YOUR GOAL: Report the count of lines in the listing below that include the string "white", with no other text.

SUPPLIED DATA:
####

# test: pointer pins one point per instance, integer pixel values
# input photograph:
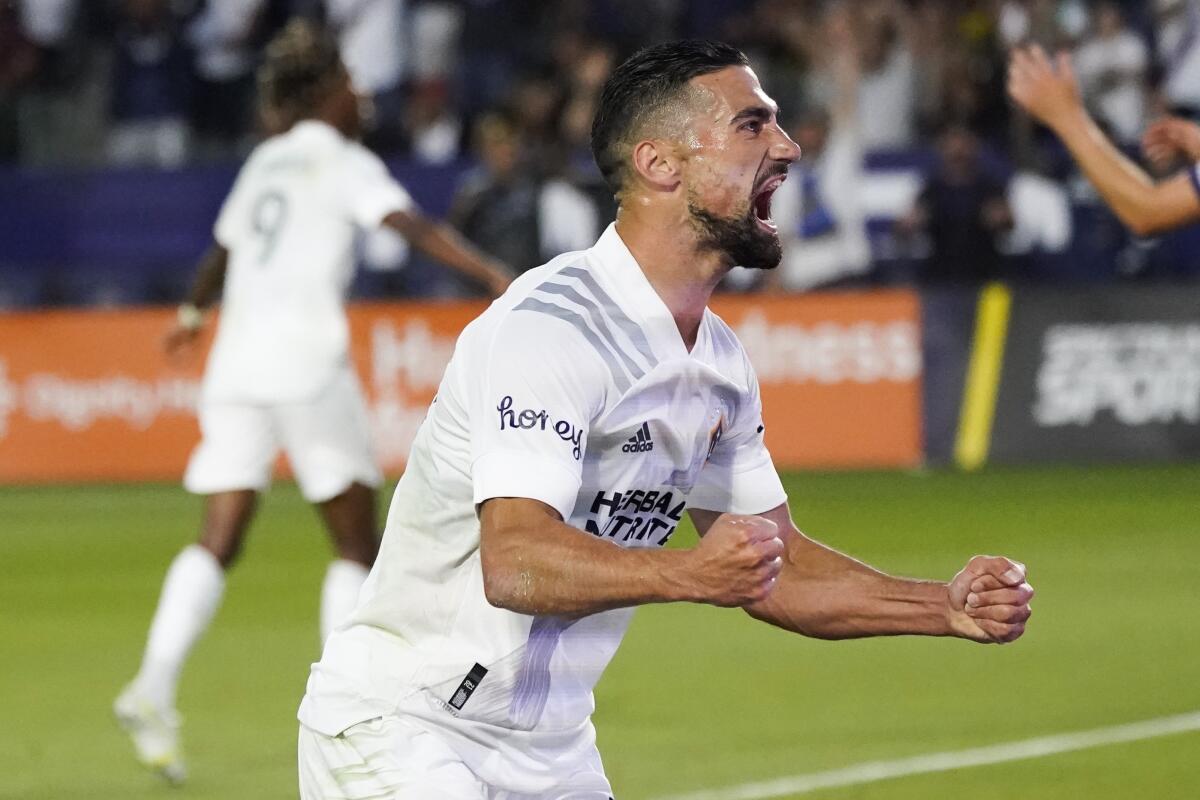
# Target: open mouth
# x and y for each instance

####

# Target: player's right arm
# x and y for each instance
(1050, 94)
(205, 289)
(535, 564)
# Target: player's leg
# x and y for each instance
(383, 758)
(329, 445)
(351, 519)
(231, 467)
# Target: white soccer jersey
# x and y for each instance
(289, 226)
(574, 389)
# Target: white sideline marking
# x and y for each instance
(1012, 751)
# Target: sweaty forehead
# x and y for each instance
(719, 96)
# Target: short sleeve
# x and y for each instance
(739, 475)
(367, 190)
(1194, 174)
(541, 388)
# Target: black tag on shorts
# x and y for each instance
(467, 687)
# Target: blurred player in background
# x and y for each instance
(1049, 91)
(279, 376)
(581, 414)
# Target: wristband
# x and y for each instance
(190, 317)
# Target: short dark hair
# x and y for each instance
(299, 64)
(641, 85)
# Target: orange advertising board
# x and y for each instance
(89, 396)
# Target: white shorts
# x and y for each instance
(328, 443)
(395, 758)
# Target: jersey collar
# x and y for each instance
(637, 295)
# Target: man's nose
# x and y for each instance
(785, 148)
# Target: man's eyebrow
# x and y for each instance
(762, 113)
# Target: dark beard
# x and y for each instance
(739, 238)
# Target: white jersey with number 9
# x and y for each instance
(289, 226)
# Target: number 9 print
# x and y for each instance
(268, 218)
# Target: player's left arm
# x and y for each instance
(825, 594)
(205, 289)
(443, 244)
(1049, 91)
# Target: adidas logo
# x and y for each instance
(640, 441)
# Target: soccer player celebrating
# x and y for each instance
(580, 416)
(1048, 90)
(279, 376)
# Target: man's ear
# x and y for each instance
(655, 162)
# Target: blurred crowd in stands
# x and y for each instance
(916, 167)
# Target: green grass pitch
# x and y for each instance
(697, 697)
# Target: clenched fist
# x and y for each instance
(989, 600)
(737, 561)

####

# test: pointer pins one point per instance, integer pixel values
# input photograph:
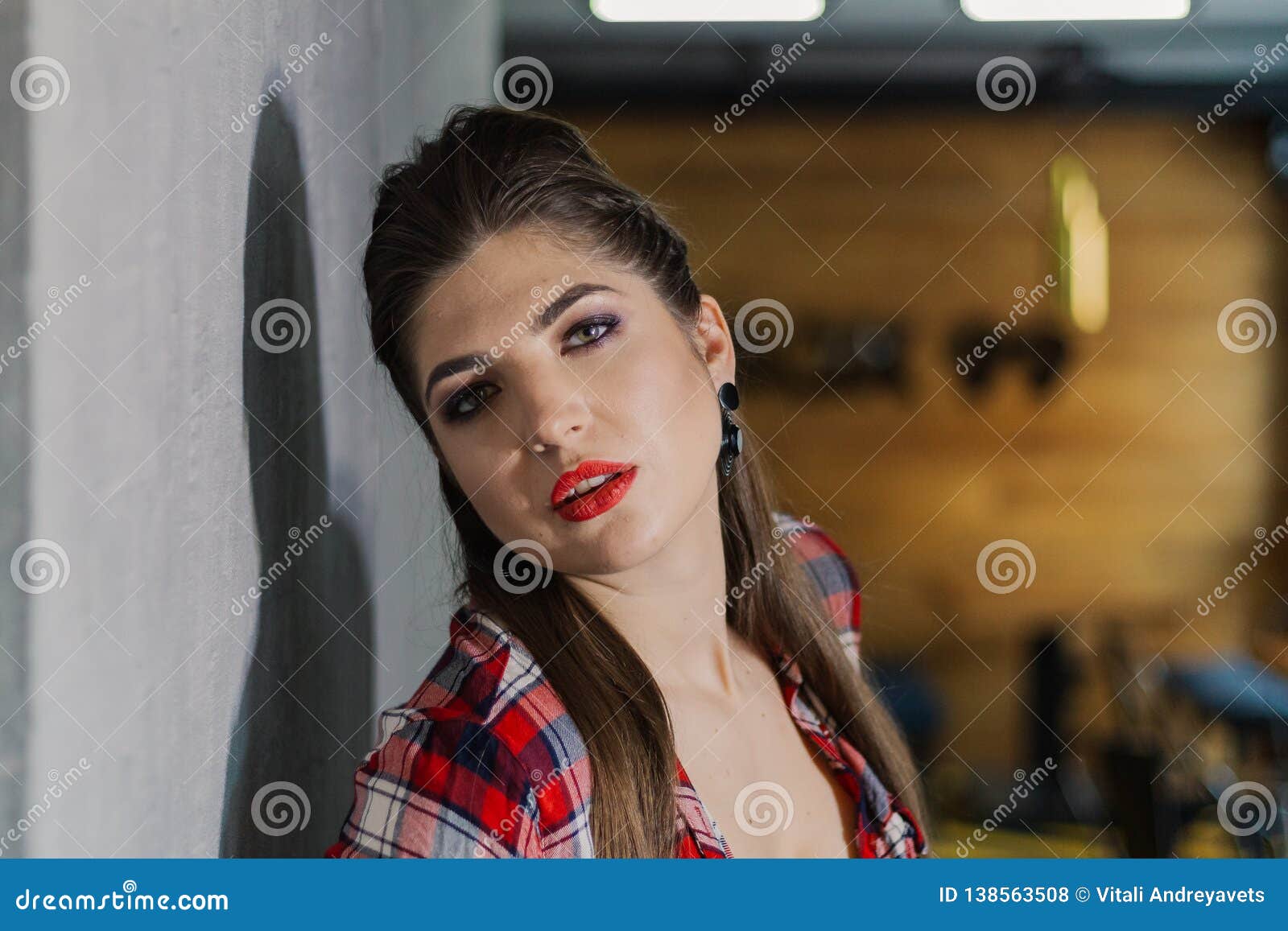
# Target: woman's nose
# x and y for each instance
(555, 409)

####

EXPECTED OUTPUT: 4